Exercise aim
This exercise calls for the line with "for every instance of the brown", the line with "for every instance of the gray", and all lines between them in the material below, output exactly and with no other lines.

Entries provided
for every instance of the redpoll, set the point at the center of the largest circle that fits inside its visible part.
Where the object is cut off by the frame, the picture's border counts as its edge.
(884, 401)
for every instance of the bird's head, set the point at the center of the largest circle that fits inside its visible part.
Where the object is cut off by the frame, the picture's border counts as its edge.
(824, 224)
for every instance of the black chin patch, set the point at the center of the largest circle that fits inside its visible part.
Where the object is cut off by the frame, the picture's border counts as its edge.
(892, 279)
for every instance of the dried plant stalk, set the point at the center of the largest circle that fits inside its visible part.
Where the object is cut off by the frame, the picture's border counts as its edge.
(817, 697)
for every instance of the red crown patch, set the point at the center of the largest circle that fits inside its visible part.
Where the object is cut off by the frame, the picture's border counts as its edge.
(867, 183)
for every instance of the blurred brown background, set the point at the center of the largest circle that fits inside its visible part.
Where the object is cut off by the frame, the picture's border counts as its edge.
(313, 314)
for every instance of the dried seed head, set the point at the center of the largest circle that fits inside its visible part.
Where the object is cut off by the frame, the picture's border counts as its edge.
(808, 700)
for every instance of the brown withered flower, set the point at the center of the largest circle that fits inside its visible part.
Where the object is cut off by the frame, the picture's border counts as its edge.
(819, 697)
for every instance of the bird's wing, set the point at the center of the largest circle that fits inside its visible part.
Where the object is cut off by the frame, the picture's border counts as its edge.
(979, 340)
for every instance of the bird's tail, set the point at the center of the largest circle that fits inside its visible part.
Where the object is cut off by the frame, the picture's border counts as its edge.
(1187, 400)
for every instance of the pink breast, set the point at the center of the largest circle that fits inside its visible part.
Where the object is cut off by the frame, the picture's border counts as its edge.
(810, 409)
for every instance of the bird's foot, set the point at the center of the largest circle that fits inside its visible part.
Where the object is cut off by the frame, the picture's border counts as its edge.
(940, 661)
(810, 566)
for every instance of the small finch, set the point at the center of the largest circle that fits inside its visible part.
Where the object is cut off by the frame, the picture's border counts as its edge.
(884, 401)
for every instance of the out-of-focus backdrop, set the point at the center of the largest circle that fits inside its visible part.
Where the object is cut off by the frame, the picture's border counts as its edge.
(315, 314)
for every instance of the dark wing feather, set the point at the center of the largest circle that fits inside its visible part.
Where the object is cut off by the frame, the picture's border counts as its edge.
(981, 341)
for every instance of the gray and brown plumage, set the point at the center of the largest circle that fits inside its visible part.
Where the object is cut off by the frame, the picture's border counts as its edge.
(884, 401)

Result for this task
for every instance of the brown withered flower, set the point at the center of the largest circle that fits inside its visible part.
Where the object is cut off by the frame, the picture's border counts as its edge.
(819, 697)
for every instance of the bird's wing, set the point at the center of the largest circle that fits inside its visible part.
Where the object is cut off by the frame, the picture's border counts as its edge.
(979, 340)
for every instance of the bird's tail, set the point at the center of the largest circle that fits inside its visible part.
Where the object is cut off by the frame, the picture's border counts as its edge.
(1187, 400)
for every instance of the pink breast, set the point at the center of the largest circle that fits inside its visible part.
Where the object is cut off by the frame, the picture's border counts as its edge.
(810, 409)
for every instance of the bird's foot, set the point at the center of the largest circle that fits inside its visible part.
Where the object is cut off by the frame, the picture's border counts as its edge.
(940, 661)
(810, 566)
for every instance of the small finch, set the point at the center of the largest circle that fits inside its visible part.
Where the object is cut off by the frame, the picture's border counts as its edge.
(884, 401)
for every instance of the out-of-focus backdrop, set the point at the center of the largest circle that fits inside its visible part.
Where the object is cut off by the frame, the picture's border counts as its edge.
(315, 314)
for every instance of the dark wing feather, set the point at the center of the largest circle that fits inside its visible part.
Where the object is cut off by the frame, the picture's border counts as its edge.
(981, 341)
for every instance of the gray and brown plumage, set the point at the center of the largest circle that fits inside its visible part.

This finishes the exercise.